### What is required
Please pick out every one of the lines below that contains the word "black", and copy each of those lines in full.

[Begin]

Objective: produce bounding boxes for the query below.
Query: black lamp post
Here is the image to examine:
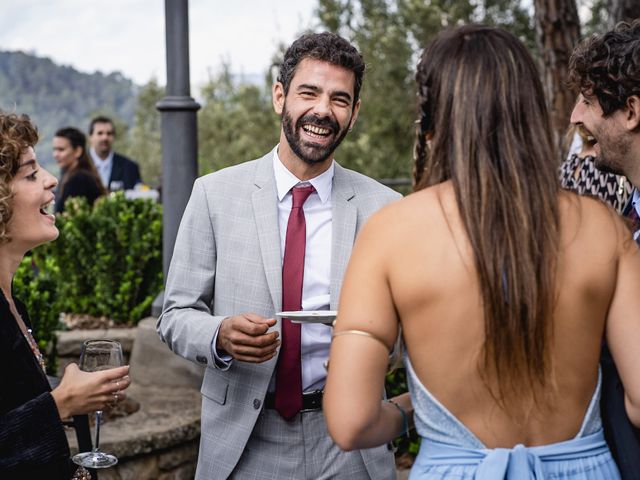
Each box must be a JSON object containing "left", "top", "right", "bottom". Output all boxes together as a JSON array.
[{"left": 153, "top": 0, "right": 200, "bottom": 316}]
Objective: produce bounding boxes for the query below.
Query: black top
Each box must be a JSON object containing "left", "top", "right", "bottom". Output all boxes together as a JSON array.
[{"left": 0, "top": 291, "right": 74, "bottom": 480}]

[End]
[Begin]

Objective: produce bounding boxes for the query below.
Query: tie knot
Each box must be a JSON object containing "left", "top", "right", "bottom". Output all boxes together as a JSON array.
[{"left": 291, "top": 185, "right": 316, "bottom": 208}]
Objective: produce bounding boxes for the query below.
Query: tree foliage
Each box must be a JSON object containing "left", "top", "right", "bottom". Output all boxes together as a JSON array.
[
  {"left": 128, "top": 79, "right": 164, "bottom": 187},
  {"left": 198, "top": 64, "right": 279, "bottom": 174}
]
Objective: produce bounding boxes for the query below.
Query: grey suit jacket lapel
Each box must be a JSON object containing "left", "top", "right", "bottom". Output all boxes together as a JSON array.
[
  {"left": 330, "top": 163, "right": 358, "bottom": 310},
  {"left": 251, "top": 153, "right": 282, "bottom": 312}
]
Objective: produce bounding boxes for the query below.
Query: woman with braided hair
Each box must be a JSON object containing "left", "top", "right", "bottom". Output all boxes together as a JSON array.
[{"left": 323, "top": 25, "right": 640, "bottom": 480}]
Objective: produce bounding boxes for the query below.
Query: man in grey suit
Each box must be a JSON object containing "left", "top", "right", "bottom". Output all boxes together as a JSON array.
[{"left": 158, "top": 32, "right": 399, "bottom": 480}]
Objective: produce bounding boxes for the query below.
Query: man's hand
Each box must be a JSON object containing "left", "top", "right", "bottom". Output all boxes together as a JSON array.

[End]

### Written response
Query: black lamp post
Query: black top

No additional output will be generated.